À FAIRE:
**a)** Résumez la critique en deux phrases.
**b)** Répondez brièvement à chacune de ces questions d'après la critique.
(i) Dans quelle université Melina León a-t-elle été formée au cinéma ?
(ii) Dans quelle section du festival de Cannes le film a-t-il été remarqué ?
(iii) Que propose aux femmes enceintes la clinique privée à laquelle répond Georgina ?
**c)** Relevez tous les noms de personnes, réelles ou fictives, qui figurent dans la critique.

Critique | Cinéma

[critique cinéma] Canción sin nombre: une vie volée

© MOOOV
Nicolas Clément
Nicolas Clément Journaliste cinéma

Autour d’une mère désespérément en quête de son enfant, ce film péruvien séduit par sa rigueur de mise en scène et l’empathie de son regard.

Cinéaste péruvienne basée à Lima et New York, Melina León a été formée au 7e art à l’Université de Columbia. Remarqué à la Quinzaine des Réalisateurs à Cannes, Canción sin nombre (littéralement Chanson sans nom), son premier long métrage, s’inspire des faits tristement réels révélés à l’époque par son propre père, le journaliste d’investigation Ismael León, en lien avec un scandale de trafic d’enfants. Situant son action au Pérou, au plus fort de la crise politique des années 80, le film accompagne une jeune femme, Georgina, qui attend son premier enfant. Indigène sans ressources originaire des Andes, elle répond à l’annonce d’une clinique privée qui propose des soins gratuits aux femmes enceintes. Mais après l’accouchement, on refuse de lui dire où est son bébé. Déterminée à retrouver sa fille, elle fait fi d’une justice défaillante et sollicite l’aide d’un journaliste de la ville qui accepte de mener l’enquête…

L’affichage de ce contenu a été bloqué pour respecter vos choix en matière de cookies. Cliquez ici pour régler vos préférences en matière de cookies et afficher le contenu.
Vous pouvez modifier vos choix à tout moment en cliquant sur « Paramètres des cookies » en bas du site.

DONNÉES ENREGISTRÉES:
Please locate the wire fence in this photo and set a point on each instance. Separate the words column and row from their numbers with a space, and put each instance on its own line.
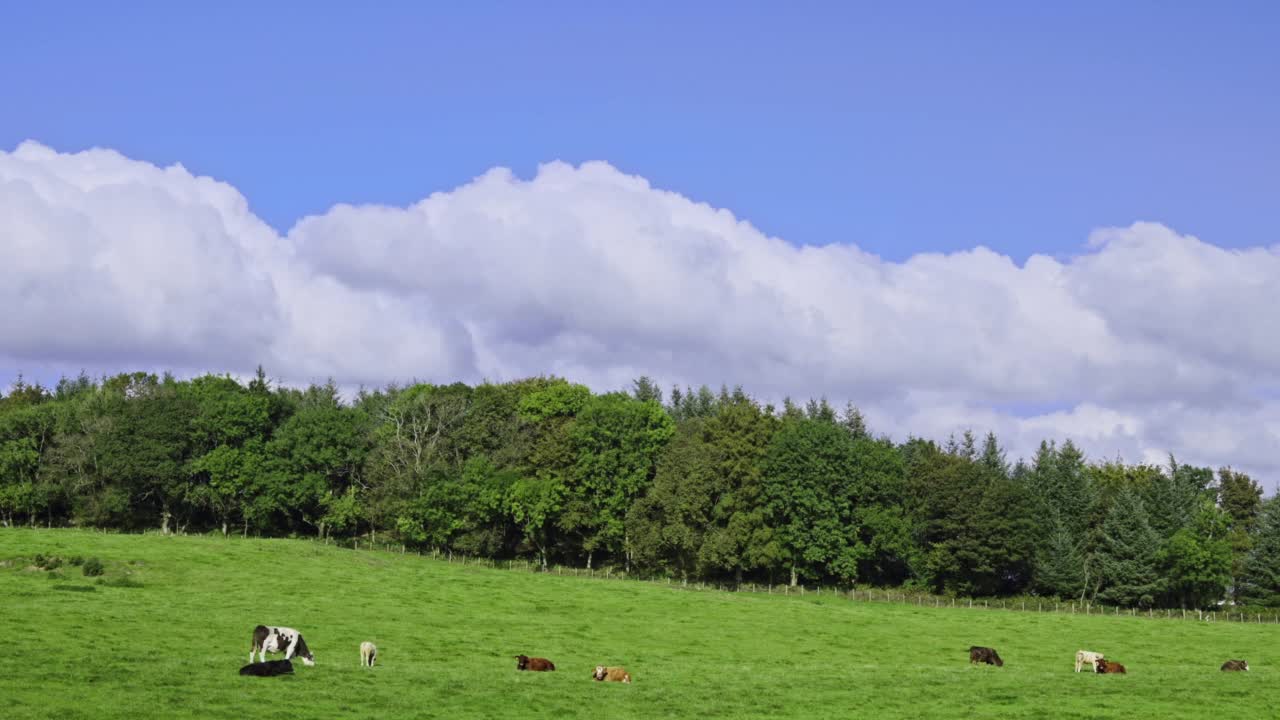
column 896, row 596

RÉPONSES:
**a)** Premier long métrage de la cinéaste péruvienne Melina León, Canción sin nombre s'inspire d'un scandale réel de trafic d'enfants révélé par son père, le journaliste d'investigation Ismael León, et séduit par sa rigueur de mise en scène et l'empathie de son regard. Situé au Pérou dans les années 80, le film suit Georgina, une jeune indigène des Andes à qui l'on refuse de dire où est son bébé après son accouchement dans une clinique privée, et qui sollicite l'aide d'un journaliste de la ville pour retrouver sa fille.

**b)**
(i) À l'Université de Columbia.
(ii) À la Quinzaine des Réalisateurs.
(iii) Des soins gratuits.

**c)** Nicolas Clément, Melina León, Ismael León, Georgina